──────── Document section ────────

When we added the Food Cities category to our South’s Best reader survey, we wondered if the winners would look like the usual suspects. Not so. After picking your favorites from a long list, this year’s first batch of food cities mix established scenes with others seeing revivals. Some are major hubs while others are under-the-radar locals. But they all share deep connection to hospitality.
The winner, New Orleans, combines 300 years of storied culinary tradition with the contributions of newcomers and new thinking. Legendary restaurants like Commander’s Palace, Antoine’s, Dooky Chase’s, and Upperline thrive in the same environment that has given rise to a new wave of restaurants like Turkey and the Wolf, N7, and Saffron that take cues from the classics but spin them in a way all their own.

──────── Data excerpts ────────

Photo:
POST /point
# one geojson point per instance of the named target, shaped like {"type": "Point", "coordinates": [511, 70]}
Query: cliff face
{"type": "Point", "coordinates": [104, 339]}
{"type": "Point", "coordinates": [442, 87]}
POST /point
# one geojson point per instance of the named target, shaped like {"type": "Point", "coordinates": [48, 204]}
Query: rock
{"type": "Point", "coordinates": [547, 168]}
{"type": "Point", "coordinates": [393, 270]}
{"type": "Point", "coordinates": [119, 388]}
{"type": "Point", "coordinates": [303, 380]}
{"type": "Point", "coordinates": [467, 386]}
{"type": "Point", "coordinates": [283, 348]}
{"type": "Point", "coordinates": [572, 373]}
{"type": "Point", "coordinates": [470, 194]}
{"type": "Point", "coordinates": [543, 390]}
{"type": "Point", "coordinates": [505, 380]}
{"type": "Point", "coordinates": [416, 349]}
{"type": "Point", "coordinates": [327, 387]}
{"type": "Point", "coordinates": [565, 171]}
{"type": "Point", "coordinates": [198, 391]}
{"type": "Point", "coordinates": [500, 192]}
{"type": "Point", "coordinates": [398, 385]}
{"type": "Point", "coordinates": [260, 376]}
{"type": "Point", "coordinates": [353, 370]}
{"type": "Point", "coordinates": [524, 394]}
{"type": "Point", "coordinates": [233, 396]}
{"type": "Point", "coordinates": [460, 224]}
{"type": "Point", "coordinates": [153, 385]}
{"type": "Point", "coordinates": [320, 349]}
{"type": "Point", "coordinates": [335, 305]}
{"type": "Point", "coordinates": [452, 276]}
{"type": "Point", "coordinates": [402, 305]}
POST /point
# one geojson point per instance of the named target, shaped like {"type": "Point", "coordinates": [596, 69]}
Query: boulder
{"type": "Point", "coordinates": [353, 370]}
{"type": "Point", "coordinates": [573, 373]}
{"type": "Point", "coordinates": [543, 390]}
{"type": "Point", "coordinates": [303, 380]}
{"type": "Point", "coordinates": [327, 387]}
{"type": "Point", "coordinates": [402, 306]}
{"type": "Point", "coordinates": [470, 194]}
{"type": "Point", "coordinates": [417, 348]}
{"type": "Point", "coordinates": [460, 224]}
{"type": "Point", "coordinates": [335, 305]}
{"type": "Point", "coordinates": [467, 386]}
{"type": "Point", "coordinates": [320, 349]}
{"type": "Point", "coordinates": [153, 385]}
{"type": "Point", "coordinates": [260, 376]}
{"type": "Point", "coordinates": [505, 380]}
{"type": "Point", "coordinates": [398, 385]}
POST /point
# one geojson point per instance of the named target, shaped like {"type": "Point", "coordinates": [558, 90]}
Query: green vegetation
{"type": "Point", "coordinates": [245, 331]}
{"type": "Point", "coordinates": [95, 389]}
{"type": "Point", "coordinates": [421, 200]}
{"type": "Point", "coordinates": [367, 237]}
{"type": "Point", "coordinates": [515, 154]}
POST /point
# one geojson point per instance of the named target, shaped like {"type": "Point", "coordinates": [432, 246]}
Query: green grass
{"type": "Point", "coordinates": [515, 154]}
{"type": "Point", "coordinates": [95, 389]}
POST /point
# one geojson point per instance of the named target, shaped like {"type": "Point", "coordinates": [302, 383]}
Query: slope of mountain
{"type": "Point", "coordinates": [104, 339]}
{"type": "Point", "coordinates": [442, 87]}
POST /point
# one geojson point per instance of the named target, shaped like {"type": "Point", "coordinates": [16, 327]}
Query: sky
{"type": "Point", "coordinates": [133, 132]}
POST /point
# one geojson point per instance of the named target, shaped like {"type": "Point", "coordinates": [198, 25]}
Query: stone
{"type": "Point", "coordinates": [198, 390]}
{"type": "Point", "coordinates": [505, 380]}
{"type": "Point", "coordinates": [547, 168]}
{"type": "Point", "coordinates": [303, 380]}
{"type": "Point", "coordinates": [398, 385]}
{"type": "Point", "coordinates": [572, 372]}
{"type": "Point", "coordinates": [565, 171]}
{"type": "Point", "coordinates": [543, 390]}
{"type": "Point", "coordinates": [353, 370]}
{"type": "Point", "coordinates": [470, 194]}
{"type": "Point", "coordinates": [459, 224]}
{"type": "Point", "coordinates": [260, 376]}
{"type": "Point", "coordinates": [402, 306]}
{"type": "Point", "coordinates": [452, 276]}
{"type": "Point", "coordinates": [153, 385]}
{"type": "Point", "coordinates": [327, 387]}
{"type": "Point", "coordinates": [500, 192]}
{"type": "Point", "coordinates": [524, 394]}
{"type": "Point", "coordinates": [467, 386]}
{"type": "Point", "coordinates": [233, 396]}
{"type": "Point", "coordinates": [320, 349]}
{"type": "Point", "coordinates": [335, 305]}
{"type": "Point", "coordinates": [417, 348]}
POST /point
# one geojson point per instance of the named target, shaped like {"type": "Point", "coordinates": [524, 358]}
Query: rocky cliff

────────
──────── Data excerpts ────────

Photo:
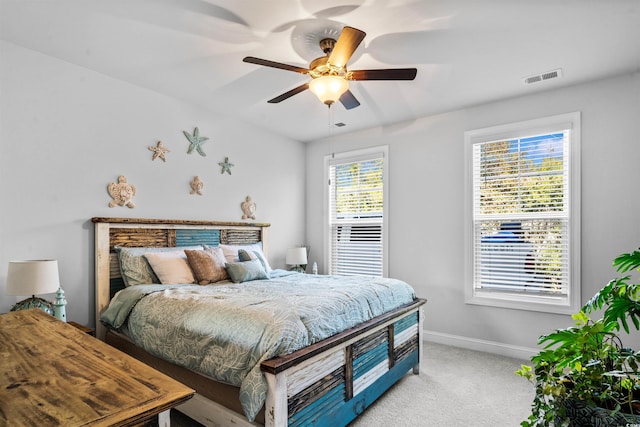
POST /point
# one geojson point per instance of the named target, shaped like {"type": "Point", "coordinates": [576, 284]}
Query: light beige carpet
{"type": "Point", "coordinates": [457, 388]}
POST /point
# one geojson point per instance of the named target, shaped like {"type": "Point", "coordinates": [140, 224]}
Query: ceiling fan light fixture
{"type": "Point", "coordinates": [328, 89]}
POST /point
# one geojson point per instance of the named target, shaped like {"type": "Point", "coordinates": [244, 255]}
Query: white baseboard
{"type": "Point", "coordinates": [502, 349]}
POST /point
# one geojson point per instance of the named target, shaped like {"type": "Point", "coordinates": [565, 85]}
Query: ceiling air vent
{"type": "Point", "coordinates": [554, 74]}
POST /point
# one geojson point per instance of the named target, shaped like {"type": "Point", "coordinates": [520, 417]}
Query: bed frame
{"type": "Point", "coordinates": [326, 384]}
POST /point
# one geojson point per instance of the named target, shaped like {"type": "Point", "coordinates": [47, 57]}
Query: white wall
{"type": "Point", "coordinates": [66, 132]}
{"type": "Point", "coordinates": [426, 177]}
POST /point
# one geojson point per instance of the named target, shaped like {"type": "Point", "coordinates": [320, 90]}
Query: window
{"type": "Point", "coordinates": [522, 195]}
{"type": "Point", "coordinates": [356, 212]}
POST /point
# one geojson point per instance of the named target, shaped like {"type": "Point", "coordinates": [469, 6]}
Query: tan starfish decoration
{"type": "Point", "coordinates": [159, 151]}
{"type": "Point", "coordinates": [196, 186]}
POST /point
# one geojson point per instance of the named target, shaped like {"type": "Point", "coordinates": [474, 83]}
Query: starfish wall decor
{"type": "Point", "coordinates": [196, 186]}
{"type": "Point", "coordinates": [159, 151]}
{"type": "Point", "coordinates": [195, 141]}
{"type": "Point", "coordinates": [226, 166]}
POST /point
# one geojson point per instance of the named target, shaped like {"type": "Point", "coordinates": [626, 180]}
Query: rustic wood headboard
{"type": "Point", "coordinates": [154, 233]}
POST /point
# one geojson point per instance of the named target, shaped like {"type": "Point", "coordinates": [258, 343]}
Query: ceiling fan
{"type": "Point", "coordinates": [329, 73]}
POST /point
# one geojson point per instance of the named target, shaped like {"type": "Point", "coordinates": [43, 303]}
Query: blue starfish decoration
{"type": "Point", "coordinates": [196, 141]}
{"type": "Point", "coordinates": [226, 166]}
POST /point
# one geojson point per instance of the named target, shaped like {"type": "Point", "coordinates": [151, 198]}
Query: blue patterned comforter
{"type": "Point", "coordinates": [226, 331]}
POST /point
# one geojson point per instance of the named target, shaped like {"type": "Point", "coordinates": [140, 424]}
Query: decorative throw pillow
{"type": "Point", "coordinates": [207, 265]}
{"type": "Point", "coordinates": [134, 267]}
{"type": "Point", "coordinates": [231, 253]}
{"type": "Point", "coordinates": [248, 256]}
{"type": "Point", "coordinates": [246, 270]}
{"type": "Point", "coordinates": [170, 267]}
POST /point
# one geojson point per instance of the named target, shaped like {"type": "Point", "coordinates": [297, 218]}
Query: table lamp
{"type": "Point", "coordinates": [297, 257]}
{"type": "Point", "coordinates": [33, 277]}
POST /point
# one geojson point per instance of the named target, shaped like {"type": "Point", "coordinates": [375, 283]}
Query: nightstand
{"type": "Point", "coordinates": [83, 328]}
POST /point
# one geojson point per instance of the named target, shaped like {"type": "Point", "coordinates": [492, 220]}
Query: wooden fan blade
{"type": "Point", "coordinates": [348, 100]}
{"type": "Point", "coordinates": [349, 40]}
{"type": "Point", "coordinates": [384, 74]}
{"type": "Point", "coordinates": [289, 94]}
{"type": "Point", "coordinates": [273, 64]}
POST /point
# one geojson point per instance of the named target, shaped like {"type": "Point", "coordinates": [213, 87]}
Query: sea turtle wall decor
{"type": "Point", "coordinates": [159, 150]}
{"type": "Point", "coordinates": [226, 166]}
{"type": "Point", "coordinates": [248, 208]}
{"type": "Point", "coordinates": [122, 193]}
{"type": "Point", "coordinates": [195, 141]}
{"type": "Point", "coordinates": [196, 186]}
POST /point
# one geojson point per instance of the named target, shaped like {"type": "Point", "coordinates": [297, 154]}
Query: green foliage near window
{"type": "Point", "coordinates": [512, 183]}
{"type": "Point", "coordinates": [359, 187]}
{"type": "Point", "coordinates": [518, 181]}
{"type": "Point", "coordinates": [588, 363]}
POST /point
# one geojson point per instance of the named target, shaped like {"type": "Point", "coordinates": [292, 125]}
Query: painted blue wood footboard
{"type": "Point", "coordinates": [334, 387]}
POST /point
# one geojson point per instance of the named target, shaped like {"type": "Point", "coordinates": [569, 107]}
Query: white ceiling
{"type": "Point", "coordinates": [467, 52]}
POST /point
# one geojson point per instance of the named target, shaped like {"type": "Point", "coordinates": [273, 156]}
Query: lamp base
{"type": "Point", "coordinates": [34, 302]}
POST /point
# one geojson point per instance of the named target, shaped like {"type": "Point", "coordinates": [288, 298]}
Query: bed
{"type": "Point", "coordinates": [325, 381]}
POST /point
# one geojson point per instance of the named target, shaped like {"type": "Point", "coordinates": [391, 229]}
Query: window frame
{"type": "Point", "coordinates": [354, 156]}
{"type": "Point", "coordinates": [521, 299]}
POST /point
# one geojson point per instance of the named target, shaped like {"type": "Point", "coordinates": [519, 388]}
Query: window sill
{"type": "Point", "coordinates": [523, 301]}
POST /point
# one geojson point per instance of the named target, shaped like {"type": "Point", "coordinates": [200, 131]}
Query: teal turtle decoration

────────

__Work to complete__.
1) In the text on the Food Cities survey, rewrite the paragraph beginning "The winner, New Orleans" as a short bulleted list that keeps its main facts.
2) Answer these questions from the text on the Food Cities survey, one a line:
(a) To which reader survey was the Food Cities category added?
(b) Which city won?
(c) How many years of culinary tradition does that city have?
Answer from the text alone.

__Per-task outputs__.
1)
- Winner: New Orleans
- Blends 300 years of culinary tradition with contributions from newcomers and new thinking
- Legendary restaurants still thriving: Commander's Palace, Antoine's, Dooky Chase's, Upperline
- New-wave restaurants: Turkey and the Wolf, N7, Saffron
- The new wave takes cues from the classics but gives them its own spin

2)
(a) The South's Best reader survey
(b) New Orleans
(c) 300 years